(EXCERPT PROVIDED):
· · · · · · ·
Explaining the core features of IT Support

IT Support providers regularly review their services to make sure they continue to cover the latest IT trends and remain competitive. The result? New features continuously make their way to Support Plans and overwhelm potential clients looking for an IT Support solution.

I am not trying to underestimate the importance of innovation in our industry, but rather trying to help the business user steer past some of the “window dressing“ features and gather an insight into the essential aspects that an IT Support solution should include.

Here is a brief description of the essential features of an IT Support plan:

ITIL Guidelines:

ITIL stands for Information Technology Infrastructure Library.  It comprises a set of best practices relating (in an IT Support context) to procedures such as providing a single point of contact and feedback on the status of resolving an IT related incident.

Remote Support:

Remote Support is a cost effective method to solve incidents without having to send a technician onsite. Using a secure connection, support personnel can access systems remotely and resolve an underlying problem.

Helpdesk:

Helpdesk refers to IT experts who respond, within pre-agreed timeframes, to issues submitted by phone or email. Depending on the Service Level Agreement, a Helpdesk service would be available during business hours, or 24/7.

In most cases an IT Helpdesk provides level 1, 2, and 3 Support:

Level 1:

A staff member logs a particular problem and gathers all the required information. Usually representatives are able to solve more than 70% of cases at this level, which often relate to requests such as  “how to”, passwords, and basic troubleshooting.

Level 2:

At this level the problem is escalated to a more experienced staff member who will attempt to provide a solution and in-depth analysis of the root cause.
· · · · · · ·
(GIVEN PROBLEM A):
Please find each line in the records that contains the word "dark" and copy those lines out.

Records of named objects to point to
· · · · · · ·
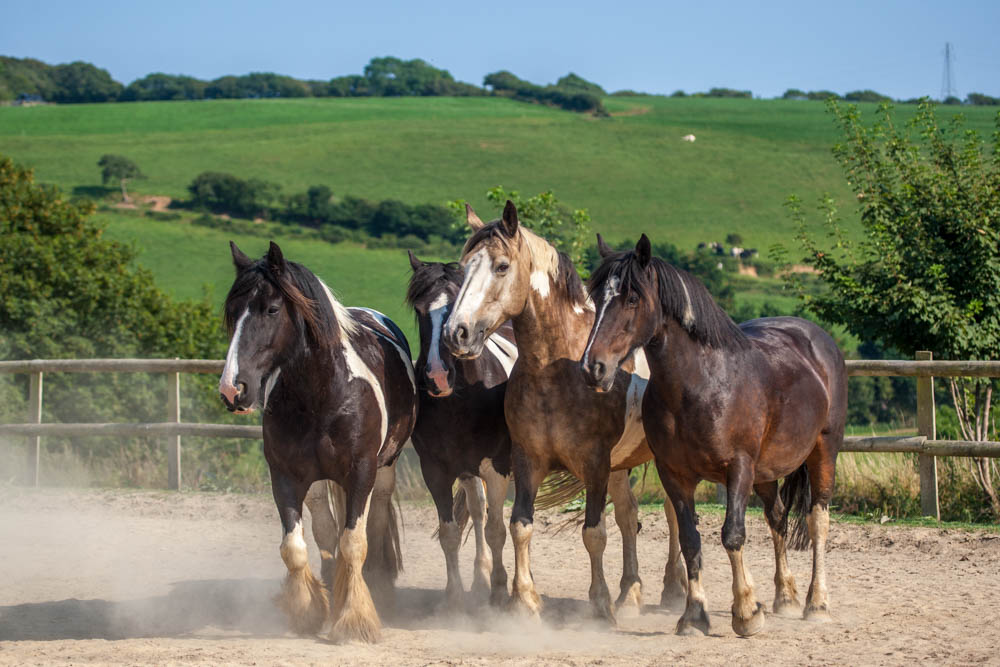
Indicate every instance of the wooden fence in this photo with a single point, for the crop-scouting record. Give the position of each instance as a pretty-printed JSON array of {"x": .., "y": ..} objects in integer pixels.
[{"x": 924, "y": 443}]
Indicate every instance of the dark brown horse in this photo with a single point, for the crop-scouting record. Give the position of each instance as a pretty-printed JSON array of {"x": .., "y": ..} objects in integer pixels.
[
  {"x": 556, "y": 422},
  {"x": 338, "y": 394},
  {"x": 742, "y": 405},
  {"x": 461, "y": 432}
]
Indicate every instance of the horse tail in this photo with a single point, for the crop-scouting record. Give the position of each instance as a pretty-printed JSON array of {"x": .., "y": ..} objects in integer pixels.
[
  {"x": 796, "y": 496},
  {"x": 558, "y": 489}
]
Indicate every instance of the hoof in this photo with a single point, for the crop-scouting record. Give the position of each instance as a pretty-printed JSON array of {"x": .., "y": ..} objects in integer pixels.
[
  {"x": 817, "y": 614},
  {"x": 750, "y": 626},
  {"x": 787, "y": 608},
  {"x": 528, "y": 605},
  {"x": 693, "y": 623},
  {"x": 304, "y": 601},
  {"x": 353, "y": 626}
]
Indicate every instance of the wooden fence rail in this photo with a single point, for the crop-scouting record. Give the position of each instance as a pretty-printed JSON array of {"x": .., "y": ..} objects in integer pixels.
[{"x": 924, "y": 444}]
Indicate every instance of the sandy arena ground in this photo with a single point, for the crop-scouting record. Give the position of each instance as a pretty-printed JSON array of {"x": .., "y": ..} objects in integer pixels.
[{"x": 156, "y": 578}]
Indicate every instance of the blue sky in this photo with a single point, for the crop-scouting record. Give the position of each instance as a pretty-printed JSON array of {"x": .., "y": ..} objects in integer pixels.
[{"x": 893, "y": 47}]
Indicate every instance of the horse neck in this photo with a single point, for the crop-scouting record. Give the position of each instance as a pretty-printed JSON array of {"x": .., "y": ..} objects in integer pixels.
[{"x": 550, "y": 328}]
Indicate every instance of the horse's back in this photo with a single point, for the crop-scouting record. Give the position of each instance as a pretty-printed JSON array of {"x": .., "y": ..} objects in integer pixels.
[{"x": 397, "y": 378}]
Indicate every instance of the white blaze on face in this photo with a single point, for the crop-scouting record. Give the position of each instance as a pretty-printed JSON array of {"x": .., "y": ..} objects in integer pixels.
[
  {"x": 611, "y": 290},
  {"x": 478, "y": 276},
  {"x": 227, "y": 383},
  {"x": 436, "y": 312}
]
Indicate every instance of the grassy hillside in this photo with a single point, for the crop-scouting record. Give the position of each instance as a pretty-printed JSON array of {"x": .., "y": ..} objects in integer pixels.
[{"x": 632, "y": 171}]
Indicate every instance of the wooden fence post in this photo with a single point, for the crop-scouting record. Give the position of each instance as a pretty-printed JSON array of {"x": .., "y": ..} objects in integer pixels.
[
  {"x": 174, "y": 441},
  {"x": 926, "y": 426},
  {"x": 35, "y": 417}
]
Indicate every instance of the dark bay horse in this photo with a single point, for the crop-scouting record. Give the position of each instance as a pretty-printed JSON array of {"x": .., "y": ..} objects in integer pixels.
[
  {"x": 742, "y": 405},
  {"x": 556, "y": 422},
  {"x": 461, "y": 432},
  {"x": 338, "y": 394}
]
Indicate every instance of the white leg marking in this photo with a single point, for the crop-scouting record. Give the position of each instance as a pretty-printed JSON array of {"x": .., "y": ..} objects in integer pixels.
[{"x": 227, "y": 383}]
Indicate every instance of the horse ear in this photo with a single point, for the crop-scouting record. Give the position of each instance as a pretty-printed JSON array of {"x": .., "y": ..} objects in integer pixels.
[
  {"x": 275, "y": 259},
  {"x": 240, "y": 260},
  {"x": 470, "y": 217},
  {"x": 603, "y": 248},
  {"x": 509, "y": 219},
  {"x": 643, "y": 251},
  {"x": 414, "y": 262}
]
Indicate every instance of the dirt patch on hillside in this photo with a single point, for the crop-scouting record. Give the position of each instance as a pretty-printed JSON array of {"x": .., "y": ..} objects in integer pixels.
[{"x": 146, "y": 577}]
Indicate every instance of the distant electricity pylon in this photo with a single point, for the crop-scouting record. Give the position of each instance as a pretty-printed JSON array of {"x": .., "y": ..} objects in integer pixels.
[{"x": 948, "y": 77}]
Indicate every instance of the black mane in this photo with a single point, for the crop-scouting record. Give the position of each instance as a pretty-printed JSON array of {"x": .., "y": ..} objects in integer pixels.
[
  {"x": 302, "y": 291},
  {"x": 567, "y": 277},
  {"x": 708, "y": 323},
  {"x": 431, "y": 275}
]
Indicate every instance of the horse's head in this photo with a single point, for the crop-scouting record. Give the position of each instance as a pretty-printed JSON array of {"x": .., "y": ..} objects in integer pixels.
[
  {"x": 265, "y": 314},
  {"x": 624, "y": 290},
  {"x": 496, "y": 284},
  {"x": 432, "y": 291}
]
· · · · · · ·
(GIVEN PROBLEM B):
Condense the paragraph of the IT support article that begins "Helpdesk refers to IT experts" into a short bulleted list, keeping its main facts.

(TASK ANSWER A):
Indicate every instance of the dark brown horse in this photo with a single point, for the crop-scouting record. Give the position of each instance as a pretty-printed JSON array of {"x": .., "y": ..} objects in integer pixels.
Indicate every instance of the dark bay horse in this photo with a single point, for the crop-scouting record. Give the position of each instance as a pretty-printed JSON array of {"x": .., "y": ..} objects in integer pixels.

(TASK ANSWER B):
- Helpdesk means IT experts who handle issues submitted by phone or email.
- They respond within pre-agreed timeframes.
- Depending on the Service Level Agreement, the service runs during business hours or 24/7.